DATA SHOWN:
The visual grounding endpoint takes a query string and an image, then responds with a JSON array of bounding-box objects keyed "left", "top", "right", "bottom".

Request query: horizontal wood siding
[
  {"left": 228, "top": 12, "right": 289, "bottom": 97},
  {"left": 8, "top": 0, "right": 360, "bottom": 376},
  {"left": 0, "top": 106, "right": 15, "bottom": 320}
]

REQUIREMENTS:
Can you recast the lines above as a JSON list of strings, one string per line, leaving out any blank lines?

ANSWER TO THE PROBLEM:
[
  "The visual grounding endpoint takes a query string and an image, then responds with a JSON array of bounding-box objects keyed \"left\", \"top\", \"right\", \"bottom\".",
  "Request query: horizontal wood siding",
  "[",
  "  {\"left\": 228, \"top\": 12, \"right\": 289, \"bottom\": 97},",
  "  {\"left\": 8, \"top\": 0, \"right\": 360, \"bottom\": 376},",
  "  {\"left\": 0, \"top\": 106, \"right\": 15, \"bottom\": 320}",
  "]"
]